TASKS ->
(1) In the thread, what player does GB say Crawford will have to be more like in a Bulls uniform?
(2) Copy from the thread the passage that begins at the words "I want Craw" and stops after the words "posted by <b>Showtyme</b>!".

EXCERPT ->
If you're picked up by the Jazz are you "a Jazz," like there are many "deer" surrounding that other "deer?" "The Jazz" constitutes the whole team, so are you "The Jazz" as well, or just "some Jazz" as in I think I'll go watch "some Jazz" tonight at the Delta Center? I don't want JC or Fizer to become any amount of Jazz. j/k Kirk


----------



## GB (Jun 11, 2002)

> Originally posted by <b>TRUTHHURTS</b>!
> 
> 
> 
> ...


Quite possibly the worst post ever. Pax has been around basketball for decades. He's won, he's seen what it takes to win.

*Of course *I'll accept his judgement over anyone on the team under 30. OF COURSE.


----------



## GB (Jun 11, 2002)

Are you comparing Crawford to Marbury?

I think that if Crawford becomes the Bulls PG of the future, then he changes from the kind of PG we think he is and becomes more KH-like---because THAT is what the management (Pax and C'Wright) wants. *He'll become what THEY want--not what you think and not what HE wants.*

I want Craw to succeed--but it's important to recognize that he won't be Penny Hardaway (the back in the day Penny) or Gilbert Arenas-like in a Bulls uniform. He'll have to be more John Stockton -like, because THAT is what the management (Pax and C'Wright) wants.




> Originally posted by <b>Showtyme</b>!
> 
> 
> Shaq doesn't know what's best for the Lakers, either, you know.
> ...


----------



## Bullhawk (Sep 8, 2003)

I agree they are not looking for a 20PPG guy at the PG. They are looking for a high assist man, good passer, and ability to hit open shots off double teams down low. They want things to be inside-outside not the other way around. JC will have to learn how to do that.


----------



## jimmy (Aug 20, 2002)

> Originally posted by <b>GB</b>!
> Are you comparing Crawford to Marbury?
> 
> I think that if Crawford becomes the Bulls PG of the future, then he changes from the kind of PG we think he is and becomes more KH-like---because THAT is what the management (Pax and C'Wright) wants. *He'll become what THEY want--not what you think and not what HE wants.*
> ...

RAW DATA ->
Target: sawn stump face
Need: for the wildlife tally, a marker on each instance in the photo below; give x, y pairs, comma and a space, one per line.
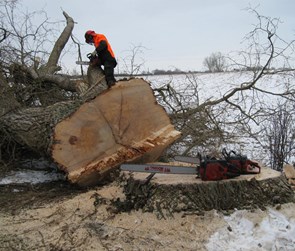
122, 124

THE ANSWERS ->
(1) John Stockton

(2)
I want Craw to succeed--but it's important to recognize that he won't be Penny Hardaway (the back in the day Penny) or Gilbert Arenas-like in a Bulls uniform. He'll have to be more John Stockton -like, because THAT is what the management (Pax and C'Wright) wants.




> Originally posted by <b>Showtyme</b>!